Provided records:

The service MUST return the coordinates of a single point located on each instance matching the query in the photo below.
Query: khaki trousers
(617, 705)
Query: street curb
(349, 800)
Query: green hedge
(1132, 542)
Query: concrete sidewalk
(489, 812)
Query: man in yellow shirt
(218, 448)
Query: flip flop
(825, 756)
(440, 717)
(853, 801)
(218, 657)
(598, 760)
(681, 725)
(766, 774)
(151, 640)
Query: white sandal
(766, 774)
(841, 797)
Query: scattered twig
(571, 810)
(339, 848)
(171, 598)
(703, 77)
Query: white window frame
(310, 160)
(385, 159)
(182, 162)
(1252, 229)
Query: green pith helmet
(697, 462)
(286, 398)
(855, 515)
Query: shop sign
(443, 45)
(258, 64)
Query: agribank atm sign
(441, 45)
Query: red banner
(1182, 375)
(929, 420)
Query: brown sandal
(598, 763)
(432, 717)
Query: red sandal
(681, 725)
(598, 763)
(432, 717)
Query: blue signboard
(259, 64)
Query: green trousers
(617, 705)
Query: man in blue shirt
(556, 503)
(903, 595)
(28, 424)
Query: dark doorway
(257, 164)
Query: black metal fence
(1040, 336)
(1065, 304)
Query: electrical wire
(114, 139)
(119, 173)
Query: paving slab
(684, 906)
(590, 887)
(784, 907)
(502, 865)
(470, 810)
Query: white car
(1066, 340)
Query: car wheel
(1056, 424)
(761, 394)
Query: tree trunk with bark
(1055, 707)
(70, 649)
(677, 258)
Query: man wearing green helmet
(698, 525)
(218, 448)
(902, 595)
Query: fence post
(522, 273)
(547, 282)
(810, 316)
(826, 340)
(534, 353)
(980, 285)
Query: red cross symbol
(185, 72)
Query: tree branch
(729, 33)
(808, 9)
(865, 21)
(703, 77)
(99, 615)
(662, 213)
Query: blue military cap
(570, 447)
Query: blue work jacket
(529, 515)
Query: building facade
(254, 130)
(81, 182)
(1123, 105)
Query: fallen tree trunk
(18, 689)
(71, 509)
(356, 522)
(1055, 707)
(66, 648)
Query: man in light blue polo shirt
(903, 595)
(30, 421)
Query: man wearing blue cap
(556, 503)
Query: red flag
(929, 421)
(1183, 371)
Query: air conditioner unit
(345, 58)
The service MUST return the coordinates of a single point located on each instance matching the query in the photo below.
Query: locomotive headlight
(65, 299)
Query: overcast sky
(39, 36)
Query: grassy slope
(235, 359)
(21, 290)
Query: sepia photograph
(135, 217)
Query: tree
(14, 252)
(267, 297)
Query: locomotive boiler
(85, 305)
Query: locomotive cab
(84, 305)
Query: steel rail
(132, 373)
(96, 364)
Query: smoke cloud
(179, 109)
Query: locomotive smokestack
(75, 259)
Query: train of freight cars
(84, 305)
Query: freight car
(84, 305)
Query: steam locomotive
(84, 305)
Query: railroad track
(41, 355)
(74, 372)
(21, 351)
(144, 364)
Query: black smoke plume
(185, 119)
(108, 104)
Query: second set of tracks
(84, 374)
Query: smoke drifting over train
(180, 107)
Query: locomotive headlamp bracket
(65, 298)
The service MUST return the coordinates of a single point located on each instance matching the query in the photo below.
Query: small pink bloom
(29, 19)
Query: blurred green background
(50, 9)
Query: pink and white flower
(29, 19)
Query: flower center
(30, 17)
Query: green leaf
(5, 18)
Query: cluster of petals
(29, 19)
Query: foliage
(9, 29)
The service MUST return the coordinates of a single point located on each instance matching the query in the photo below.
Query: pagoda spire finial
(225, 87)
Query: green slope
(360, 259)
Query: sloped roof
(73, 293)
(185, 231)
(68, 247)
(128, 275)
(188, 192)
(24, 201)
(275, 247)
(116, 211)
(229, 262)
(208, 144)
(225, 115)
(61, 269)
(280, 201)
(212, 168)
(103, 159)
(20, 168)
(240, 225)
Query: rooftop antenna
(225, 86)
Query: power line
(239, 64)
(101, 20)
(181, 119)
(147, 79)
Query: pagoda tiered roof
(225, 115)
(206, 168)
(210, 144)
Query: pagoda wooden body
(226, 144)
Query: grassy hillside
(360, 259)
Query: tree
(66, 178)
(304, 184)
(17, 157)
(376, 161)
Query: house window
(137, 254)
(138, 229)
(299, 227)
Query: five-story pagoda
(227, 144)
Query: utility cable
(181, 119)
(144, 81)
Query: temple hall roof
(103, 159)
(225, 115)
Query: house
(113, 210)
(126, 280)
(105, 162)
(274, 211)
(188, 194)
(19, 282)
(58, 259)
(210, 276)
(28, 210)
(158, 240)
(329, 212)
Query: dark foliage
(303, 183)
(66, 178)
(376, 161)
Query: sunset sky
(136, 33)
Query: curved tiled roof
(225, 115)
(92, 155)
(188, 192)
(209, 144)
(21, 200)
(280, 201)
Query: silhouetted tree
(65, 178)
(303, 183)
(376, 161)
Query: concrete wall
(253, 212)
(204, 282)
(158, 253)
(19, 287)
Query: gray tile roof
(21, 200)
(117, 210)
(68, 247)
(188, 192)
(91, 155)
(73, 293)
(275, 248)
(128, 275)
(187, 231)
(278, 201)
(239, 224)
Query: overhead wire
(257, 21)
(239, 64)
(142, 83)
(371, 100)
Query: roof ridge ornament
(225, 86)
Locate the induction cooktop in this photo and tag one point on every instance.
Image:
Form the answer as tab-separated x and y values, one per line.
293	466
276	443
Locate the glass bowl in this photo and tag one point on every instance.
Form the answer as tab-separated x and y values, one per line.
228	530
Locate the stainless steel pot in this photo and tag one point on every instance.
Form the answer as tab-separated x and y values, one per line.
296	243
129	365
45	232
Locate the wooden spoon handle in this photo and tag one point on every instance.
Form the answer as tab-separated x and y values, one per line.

What you will do: Reproduce each of the items above verbatim, preserving every character and line break.

Solution for this task:
The service MUST return the coordinates of a single point located on each instance matching the query in the photo below.
Query: khaki trousers
(617, 705)
Query: street curb
(349, 800)
Query: green hedge
(1132, 542)
Query: concrete sidewalk
(489, 812)
Query: man in yellow shirt
(218, 448)
Query: flip flop
(825, 756)
(440, 717)
(853, 801)
(218, 657)
(598, 760)
(681, 725)
(766, 774)
(151, 640)
Query: white sandal
(766, 774)
(841, 797)
Query: scattered twig
(571, 810)
(339, 848)
(171, 598)
(703, 77)
Query: white window frame
(310, 160)
(385, 159)
(182, 162)
(1252, 229)
Query: green pith helmet
(697, 462)
(286, 398)
(855, 515)
Query: shop sign
(443, 45)
(258, 64)
Query: agribank atm sign
(441, 45)
Query: red banner
(1182, 375)
(929, 420)
Query: brown sandal
(598, 763)
(432, 717)
Query: red sandal
(681, 725)
(598, 763)
(432, 717)
Query: blue signboard
(259, 64)
Query: green trousers
(617, 705)
Query: man in blue shirt
(556, 503)
(903, 595)
(28, 424)
Query: dark doorway
(257, 164)
Query: black metal fence
(1040, 336)
(1065, 304)
Query: electrical wire
(114, 139)
(119, 173)
Query: paving slab
(684, 906)
(590, 887)
(784, 907)
(502, 865)
(470, 810)
Query: white car
(1066, 340)
Query: car wheel
(1056, 424)
(761, 394)
Query: tree trunk with bark
(1055, 707)
(70, 649)
(677, 258)
Query: man wearing green helmet
(698, 525)
(218, 448)
(902, 595)
Query: fence post
(522, 273)
(547, 282)
(810, 316)
(826, 340)
(534, 353)
(980, 285)
Query: red cross symbol
(185, 72)
Query: tree branch
(729, 33)
(808, 9)
(865, 21)
(703, 77)
(99, 615)
(662, 213)
Query: blue military cap
(570, 447)
Query: blue work jacket
(529, 515)
Query: building facade
(254, 130)
(81, 182)
(1123, 105)
Query: fallen tree trunk
(18, 689)
(71, 509)
(356, 522)
(1055, 707)
(66, 648)
Query: man in light blue polo shirt
(903, 595)
(30, 421)
Query: man wearing blue cap
(556, 503)
Query: red flag
(929, 421)
(1183, 371)
Query: air conditioner unit
(345, 58)
The service MUST return the coordinates of a single point located on each instance matching the query in the photo below.
Query: locomotive headlight
(65, 299)
Query: overcast sky
(39, 36)
Query: grassy slope
(235, 359)
(21, 290)
Query: sepia photograph
(135, 217)
Query: tree
(14, 252)
(267, 297)
Query: locomotive boiler
(85, 305)
Query: locomotive cab
(84, 305)
Query: steel rail
(132, 373)
(96, 364)
Query: smoke cloud
(179, 109)
Query: locomotive smokestack
(75, 259)
Query: train of freight cars
(84, 305)
Query: freight car
(84, 305)
Query: steam locomotive
(84, 305)
Query: railroad track
(41, 355)
(74, 372)
(21, 351)
(144, 364)
Query: black smoke plume
(185, 119)
(108, 104)
Query: second set of tracks
(84, 374)
Query: smoke drifting over train
(180, 107)
Query: locomotive headlamp bracket
(65, 298)
The service MUST return the coordinates of a single point located on each instance matching the query in the photo below.
Query: small pink bloom
(29, 19)
Query: blurred green background
(50, 9)
Query: pink and white flower
(29, 19)
Query: flower center
(30, 17)
Query: green leaf
(5, 18)
Query: cluster of petals
(29, 19)
Query: foliage
(9, 29)
The service MUST return the coordinates of a single point located on each instance matching the query in the photo below.
Query: pagoda spire finial
(225, 87)
Query: green slope
(360, 259)
Query: sloped roof
(73, 293)
(185, 231)
(68, 247)
(128, 275)
(188, 192)
(24, 201)
(275, 247)
(116, 211)
(229, 262)
(208, 144)
(225, 115)
(61, 269)
(280, 201)
(212, 168)
(103, 159)
(20, 168)
(240, 225)
Query: rooftop antenna
(225, 86)
Query: power line
(239, 64)
(101, 20)
(181, 119)
(147, 79)
Query: pagoda tiered roof
(225, 115)
(206, 168)
(210, 144)
Query: pagoda wooden body
(226, 144)
Query: grassy hillside
(360, 259)
Query: tree
(66, 178)
(304, 184)
(17, 157)
(376, 161)
Query: house window
(137, 254)
(138, 229)
(299, 227)
Query: five-story pagoda
(227, 144)
Query: utility cable
(181, 119)
(144, 81)
Query: temple hall roof
(103, 159)
(225, 115)
Query: house
(113, 210)
(126, 280)
(105, 162)
(274, 211)
(188, 194)
(19, 282)
(58, 259)
(210, 276)
(28, 210)
(158, 240)
(329, 212)
Query: dark foliage
(303, 183)
(66, 178)
(376, 161)
Query: sunset sky
(136, 33)
Query: curved tiled roof
(225, 115)
(92, 155)
(188, 192)
(209, 144)
(21, 200)
(280, 201)
Query: silhouetted tree
(65, 178)
(303, 183)
(376, 161)
Query: concrete wall
(253, 212)
(204, 282)
(158, 253)
(19, 287)
Query: gray tile roof
(21, 200)
(117, 210)
(68, 247)
(188, 192)
(91, 155)
(73, 293)
(275, 248)
(128, 275)
(187, 231)
(278, 201)
(239, 224)
Query: overhead wire
(257, 21)
(239, 64)
(142, 83)
(371, 100)
Query: roof ridge ornament
(225, 86)
Locate the induction cooktop in this photo and tag one point on every instance.
Image:
Form the answer as tab-separated x and y values, one per line.
293	466
276	443
Locate the glass bowl in this photo and tag one point on every instance.
Form the answer as tab-separated x and y values, one per line.
228	530
Locate the stainless steel pot in this photo and tag one point on every instance.
Form the answer as tab-separated x and y values, one per line.
296	243
129	365
45	232
Locate the wooden spoon handle in this photo and tag one point on every instance.
Form the answer as tab-separated x and y values, one per line.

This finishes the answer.